Research

My research lies at the intersection of statistics and machine learning. I develop rigorous theoretical methods and scalable computational tools to tackle complex, noisy datasets arising from public health challenges. For more details, including related papers and presentations, click on each project below. You can also explore my papers by year here and my presentations by year here.

Modeling Decision-Making Dynamics and Brain Activities

This work develops advanced statistical modeling techniques to build efficient and scalable computational frameworks for investigating decision-making in behavioral tasks, integrating data across multiple tasks, uncovering latent dynamics, and elucidating brain–behavior relationships. We aim to identify and quantify distinctive decision-making patterns associated with mental health conditions and diverse cognitive strategies, localize brain regions activated by specific tasks, and determine the causal effects of brain activity on behavior.

Advancing Individualized Treatment Rules from Multiple Studies

This work introduces statistical methodologies for integrating data from multiple randomized controlled trials, which may share a common treatment arm but differ in their alternative treatment options, to learn more robust and reliable individualized treatment rules. In addition, this work develops methods to integrate electronic health records from multiple hospitals while respecting data privacy and institutional sharing constraints, enabling more comprehensive and generalizable analyses across heterogeneous healthcare systems.

Boosting Learning with Incomplete Data

This work extends boosting methods by developing multiple strategies to handle missing and interval-censored response variables. These strategies are implemented using functional gradient descent, and we establish rigorous theoretical guarantees. Numerical studies demonstrate that the proposed methods perform well in finite-sample settings.

Hypothesis Testing with Genetic Variants in Longitudinal and Time-to-Event Data

This work investigates joint models for genetic association involving longitudinal biomarkers and time-to-event outcomes. We develop and validate a closed-form sample size formula for assessing the overall effects of single-nucleotide polymorphisms. To improve robustness against model misspecification due to nonlinear trajectories in the longitudinal traits, we incorporate spline functions to capture subject-specific nonlinear evolutions.

> **Listed records**
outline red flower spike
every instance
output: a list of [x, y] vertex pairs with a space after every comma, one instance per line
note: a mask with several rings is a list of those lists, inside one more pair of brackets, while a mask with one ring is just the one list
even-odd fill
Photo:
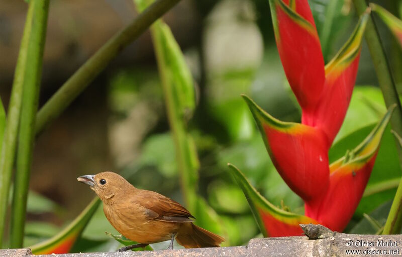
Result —
[[370, 4], [370, 7], [375, 12], [388, 26], [400, 46], [402, 47], [402, 21], [392, 15], [387, 10], [375, 4]]
[[279, 121], [243, 97], [272, 162], [289, 187], [305, 201], [324, 192], [329, 181], [329, 145], [325, 135], [313, 127]]
[[314, 116], [303, 113], [302, 123], [322, 129], [330, 145], [341, 128], [350, 102], [368, 19], [367, 13], [361, 17], [349, 40], [325, 66], [324, 94]]
[[304, 215], [281, 210], [262, 197], [237, 167], [228, 164], [239, 186], [247, 199], [254, 218], [265, 237], [302, 235], [300, 224], [318, 224]]
[[345, 228], [363, 195], [394, 108], [395, 105], [389, 108], [360, 145], [331, 165], [328, 189], [322, 196], [306, 202], [307, 216], [334, 231]]
[[269, 0], [269, 5], [285, 74], [303, 112], [312, 115], [321, 99], [325, 73], [307, 0]]

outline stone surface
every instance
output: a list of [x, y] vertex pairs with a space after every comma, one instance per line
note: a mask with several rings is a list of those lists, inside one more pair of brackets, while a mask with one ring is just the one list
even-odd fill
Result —
[[0, 249], [1, 257], [25, 257], [32, 254], [29, 248]]
[[[322, 230], [308, 225], [308, 231]], [[305, 226], [305, 228], [306, 226]], [[320, 231], [321, 231], [320, 230]], [[324, 231], [324, 230], [323, 230]], [[217, 257], [252, 256], [396, 256], [402, 255], [402, 235], [355, 235], [333, 232], [327, 229], [324, 238], [312, 239], [308, 236], [291, 236], [251, 239], [248, 245], [220, 248], [199, 248], [179, 250], [125, 252], [97, 252], [57, 254], [58, 257]], [[328, 233], [327, 233], [328, 232]], [[31, 255], [27, 249], [0, 250], [0, 256], [8, 257], [49, 257]], [[53, 254], [54, 255], [54, 254]]]

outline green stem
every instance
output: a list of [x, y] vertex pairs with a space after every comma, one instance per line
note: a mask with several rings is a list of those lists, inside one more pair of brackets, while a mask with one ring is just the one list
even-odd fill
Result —
[[[160, 26], [159, 24], [157, 25]], [[191, 141], [192, 139], [187, 134], [184, 116], [180, 109], [180, 103], [177, 100], [179, 98], [176, 94], [179, 93], [177, 89], [175, 90], [174, 88], [174, 87], [177, 87], [177, 84], [169, 80], [167, 69], [172, 68], [172, 67], [168, 66], [168, 61], [166, 59], [166, 53], [164, 53], [164, 44], [166, 44], [164, 41], [166, 39], [163, 37], [160, 27], [157, 28], [156, 26], [157, 24], [155, 24], [151, 27], [151, 34], [158, 61], [169, 124], [174, 141], [181, 192], [186, 206], [190, 211], [193, 211], [198, 179], [197, 168], [191, 161], [194, 158], [196, 158], [193, 156], [195, 149], [191, 148], [193, 146]]]
[[42, 74], [49, 0], [31, 0], [29, 15], [30, 36], [28, 45], [27, 69], [24, 74], [15, 185], [13, 194], [11, 248], [21, 248], [24, 239], [27, 198], [35, 131], [35, 120]]
[[9, 105], [8, 117], [0, 156], [0, 248], [3, 243], [9, 192], [14, 163], [23, 87], [26, 82], [26, 75], [29, 72], [29, 64], [32, 61], [35, 61], [36, 55], [32, 52], [32, 45], [34, 44], [31, 42], [32, 37], [34, 37], [33, 34], [37, 32], [33, 30], [33, 24], [36, 23], [32, 22], [38, 15], [37, 3], [36, 2], [30, 5], [27, 14], [14, 74], [14, 81]]
[[39, 110], [35, 124], [36, 133], [60, 115], [114, 57], [179, 1], [157, 0], [106, 42]]
[[[359, 15], [364, 13], [367, 8], [367, 4], [364, 0], [353, 0], [353, 3]], [[402, 109], [396, 88], [372, 15], [372, 13], [366, 27], [366, 41], [373, 60], [385, 105], [387, 108], [394, 104], [396, 104], [397, 106], [395, 108], [394, 115], [391, 118], [391, 126], [397, 134], [402, 135]], [[399, 163], [402, 165], [402, 148], [397, 143], [397, 140], [396, 144]], [[383, 234], [399, 233], [402, 227], [402, 213], [400, 213], [401, 207], [402, 183], [400, 183], [396, 190]]]

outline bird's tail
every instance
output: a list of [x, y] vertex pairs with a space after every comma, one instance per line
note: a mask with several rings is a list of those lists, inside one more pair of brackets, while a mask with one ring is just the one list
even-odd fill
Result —
[[183, 224], [177, 233], [176, 240], [185, 248], [219, 247], [225, 239], [212, 232], [192, 223]]

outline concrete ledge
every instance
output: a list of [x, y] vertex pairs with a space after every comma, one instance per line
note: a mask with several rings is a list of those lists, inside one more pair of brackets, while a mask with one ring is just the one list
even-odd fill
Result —
[[[390, 256], [402, 255], [402, 235], [355, 235], [332, 232], [321, 225], [303, 225], [308, 236], [251, 239], [247, 246], [178, 250], [57, 254], [58, 257], [195, 257], [252, 256]], [[0, 250], [0, 256], [33, 255], [29, 249]]]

> **To do**
1. Reproduce the research overview text between "This work investigates" and "subject-specific nonlinear evolutions.", inclusive.
2. Extend the research overview past its final sentence.

> **Responses to the exercise**
1.
This work investigates joint models for genetic association involving longitudinal biomarkers and time-to-event outcomes. We develop and validate a closed-form sample size formula for assessing the overall effects of single-nucleotide polymorphisms. To improve robustness against model misspecification due to nonlinear trajectories in the longitudinal traits, we incorporate spline functions to capture subject-specific nonlinear evolutions.

2.
Inference and Variable Selection with Missing Data

This work addresses key challenges in missing data analysis by proposing a unified modeling framework based on generalized additive models. The framework flexibly accommodates a wide range of missing data mechanisms without relying on strong parametric assumptions. To enable simultaneous estimation and variable selection, it incorporates a regularized likelihood approach. The proposed method is supported by rigorous theoretical guarantees and demonstrates strong empirical performance across a variety of settings.

Examining COVID-19 Incubation Times

This work explores different models to analyze incubation times of COVID19 from different angles, finding that the current recommended 14 day quarantine time is not long enough to control the probability of an early release of infected individuals to be small.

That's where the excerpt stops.